EXERCISE PROMPT:
Reproduce the data word for word, keeping every line complete.

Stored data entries
══════

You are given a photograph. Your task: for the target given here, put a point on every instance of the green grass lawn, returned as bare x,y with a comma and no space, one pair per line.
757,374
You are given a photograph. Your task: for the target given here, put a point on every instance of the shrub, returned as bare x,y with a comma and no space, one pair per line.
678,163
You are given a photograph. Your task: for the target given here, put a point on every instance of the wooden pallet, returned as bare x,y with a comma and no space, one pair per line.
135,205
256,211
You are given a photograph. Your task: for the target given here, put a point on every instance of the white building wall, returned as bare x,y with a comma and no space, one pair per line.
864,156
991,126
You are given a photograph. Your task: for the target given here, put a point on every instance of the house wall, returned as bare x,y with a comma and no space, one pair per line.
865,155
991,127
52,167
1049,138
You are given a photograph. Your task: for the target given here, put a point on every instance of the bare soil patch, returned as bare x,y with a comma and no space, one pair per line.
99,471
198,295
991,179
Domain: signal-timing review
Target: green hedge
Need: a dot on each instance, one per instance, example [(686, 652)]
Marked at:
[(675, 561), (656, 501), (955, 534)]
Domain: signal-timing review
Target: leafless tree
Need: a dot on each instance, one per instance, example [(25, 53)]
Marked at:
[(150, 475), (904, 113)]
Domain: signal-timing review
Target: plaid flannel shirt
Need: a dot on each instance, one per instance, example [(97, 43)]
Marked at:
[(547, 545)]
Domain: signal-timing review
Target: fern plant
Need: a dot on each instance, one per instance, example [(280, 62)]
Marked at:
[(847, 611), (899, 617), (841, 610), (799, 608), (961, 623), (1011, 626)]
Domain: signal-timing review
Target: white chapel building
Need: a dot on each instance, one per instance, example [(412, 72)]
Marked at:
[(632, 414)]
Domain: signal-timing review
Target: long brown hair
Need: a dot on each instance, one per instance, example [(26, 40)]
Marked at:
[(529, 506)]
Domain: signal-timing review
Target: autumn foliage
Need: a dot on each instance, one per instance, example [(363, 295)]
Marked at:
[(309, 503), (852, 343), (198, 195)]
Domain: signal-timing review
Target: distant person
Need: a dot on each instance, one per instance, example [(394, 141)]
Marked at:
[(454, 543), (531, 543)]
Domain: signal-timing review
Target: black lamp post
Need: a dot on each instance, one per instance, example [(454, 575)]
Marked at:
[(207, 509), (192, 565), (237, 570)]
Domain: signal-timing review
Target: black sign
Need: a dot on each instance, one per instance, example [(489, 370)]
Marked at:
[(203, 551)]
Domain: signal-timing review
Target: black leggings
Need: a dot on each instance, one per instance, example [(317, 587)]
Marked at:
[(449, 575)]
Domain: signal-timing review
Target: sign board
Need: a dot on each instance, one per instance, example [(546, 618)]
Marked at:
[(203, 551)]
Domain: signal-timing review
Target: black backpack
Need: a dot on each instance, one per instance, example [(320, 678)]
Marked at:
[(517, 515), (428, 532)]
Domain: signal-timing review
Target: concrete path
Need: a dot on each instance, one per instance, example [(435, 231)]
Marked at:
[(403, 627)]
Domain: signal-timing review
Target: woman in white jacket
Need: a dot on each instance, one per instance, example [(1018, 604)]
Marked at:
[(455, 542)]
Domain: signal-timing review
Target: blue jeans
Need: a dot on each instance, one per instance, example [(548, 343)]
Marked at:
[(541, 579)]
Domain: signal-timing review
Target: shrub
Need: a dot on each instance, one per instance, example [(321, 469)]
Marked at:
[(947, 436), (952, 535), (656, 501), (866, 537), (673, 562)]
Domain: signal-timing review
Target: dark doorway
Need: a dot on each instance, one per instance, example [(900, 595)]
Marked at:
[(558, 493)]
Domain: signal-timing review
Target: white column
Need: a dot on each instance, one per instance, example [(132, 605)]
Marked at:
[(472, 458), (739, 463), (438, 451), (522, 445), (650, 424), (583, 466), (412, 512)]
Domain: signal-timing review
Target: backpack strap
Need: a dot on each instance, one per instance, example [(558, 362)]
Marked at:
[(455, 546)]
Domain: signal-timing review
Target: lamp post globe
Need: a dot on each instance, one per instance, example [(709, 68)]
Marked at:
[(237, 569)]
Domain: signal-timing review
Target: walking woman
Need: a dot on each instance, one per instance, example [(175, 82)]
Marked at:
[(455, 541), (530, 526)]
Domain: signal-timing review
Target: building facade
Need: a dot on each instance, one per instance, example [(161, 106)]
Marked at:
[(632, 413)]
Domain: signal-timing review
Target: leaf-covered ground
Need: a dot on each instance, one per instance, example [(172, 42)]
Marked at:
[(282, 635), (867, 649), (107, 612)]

══════

RESPONSE TO THIS TASK:
You are given a photograph. Your task: for the target given here, put a point on every instance of the green grass lawn, returned as bare x,y with a comma and no space, one pair per line.
757,374
You are given a photograph. Your task: for the target given here, put a point on every instance of the shrub, returned as bare x,y with a comma and no space, one pair per line.
678,163
You are given a photograph. Your task: for the target given here, put a point on every instance of the wooden pallet, returned as bare x,y with a comma and no space, one pair per line.
135,205
256,211
You are given a photograph. Your task: for the target given here, put a point on every instance of the white building wall, returned as bare x,y with a comma and no space, one pair per line.
864,156
991,126
You are given a photograph. Your task: for the target given here, put a point on every instance of the house wall, returned as bare x,y with a comma and no space, one pair per line.
865,155
991,127
52,167
1049,138
You are given a photograph. Your task: for the target given here, put a point on every instance of the bare soil patch, returned as bare x,y with a comma and no space, one pair per line.
99,471
198,295
991,179
Domain: signal-timing review
Target: green hedge
Need: a dot on each instance, one per instance, example [(686, 652)]
Marked at:
[(675, 561), (656, 501), (955, 534)]
Domain: signal-timing review
Target: leafless tree
Need: a dot on each instance, one per instance, example [(25, 53)]
Marked at:
[(150, 475), (904, 113)]
Domain: signal-timing review
Target: plaid flannel shirt
Need: a dot on each instance, one per instance, example [(97, 43)]
Marked at:
[(547, 545)]
Domain: signal-timing review
Target: fern plant
Need: a dot on each instance, one per instance, example [(280, 62)]
Marked at:
[(847, 611), (899, 617), (841, 610), (799, 608), (961, 623), (1011, 626)]
Domain: signal-timing review
Target: white chapel building
Need: a dot on each instance, one per instance, example [(412, 72)]
Marked at:
[(632, 414)]
Domain: signal-timing review
Target: long brown hair
Need: a dot on each instance, one per instance, example [(26, 40)]
Marked at:
[(529, 506)]
Domain: signal-timing review
Target: autumn foliage
Need: a dot on each instance, one per instance, example [(363, 295)]
Marked at:
[(309, 503), (852, 343), (198, 195)]
Domain: signal-timing review
Target: distant person
Need: a dot on each instance, one per instance, example [(394, 141)]
Marked at:
[(454, 543), (531, 543)]
Domain: signal-timing review
Target: black lamp post
Need: a dot on each instance, one per instance, example [(454, 575)]
Marked at:
[(207, 509), (192, 565), (237, 570)]
Domain: signal-timing review
Target: black sign
Need: a dot on each instance, one per instance, example [(489, 370)]
Marked at:
[(203, 551)]
Domain: signal-timing review
Target: black leggings
Need: a dot on each instance, one per instance, example [(317, 587)]
Marked at:
[(449, 575)]
Domain: signal-timing review
Target: sign board
Need: a dot on each instance, one per instance, example [(546, 618)]
Marked at:
[(203, 551)]
Domain: signal-timing review
Target: black backpack
Need: a dot on each instance, one per instance, example [(320, 678)]
Marked at:
[(517, 515), (428, 532)]
Domain: signal-timing review
Target: concrete path
Need: a dot on each instance, one per instance, example [(435, 231)]
Marked at:
[(403, 627)]
Domain: signal-timing review
Target: woman in white jacket
Need: a dot on each instance, one per instance, example [(1018, 604)]
Marked at:
[(455, 542)]
Domain: signal-timing review
Target: blue jeans
Need: a dot on each instance, one per instance, example [(548, 343)]
Marked at:
[(541, 579)]
Domain: signal-timing review
Target: shrub
Need: a dot on each instance, one per instance, example [(321, 469)]
Marked at:
[(947, 436), (952, 535), (656, 501), (866, 537), (673, 562)]
Domain: signal-timing review
Target: dark doorway
Need: a dot on each instance, one per instance, example [(900, 595)]
Marked at:
[(558, 493)]
Domain: signal-timing review
Target: white column
Need: a dot on each instance, one per instance, example [(132, 605)]
Marked at:
[(472, 458), (739, 463), (438, 451), (522, 445), (650, 424), (583, 466), (412, 512)]
Domain: signal-timing review
Target: backpack strap
Need: a dot on each instance, one per instance, example [(558, 362)]
Marked at:
[(455, 546)]
Domain: signal-timing review
Target: lamp post globe
Need: a dot on each instance, one per instance, example [(709, 68)]
Marked at:
[(237, 569)]
Domain: signal-timing review
Target: walking woman
Need: a dot on each instance, one per instance, example [(175, 82)]
Marked at:
[(455, 541), (530, 526)]
Domain: signal-timing review
Target: building facade
Need: a dot on each instance, one per instance, example [(161, 106)]
Marked at:
[(632, 413)]
Domain: signal-timing review
Target: leaf-covered ground
Need: a dot on each instance, one per instance, example [(172, 42)]
Marked at:
[(282, 635), (867, 649), (107, 612)]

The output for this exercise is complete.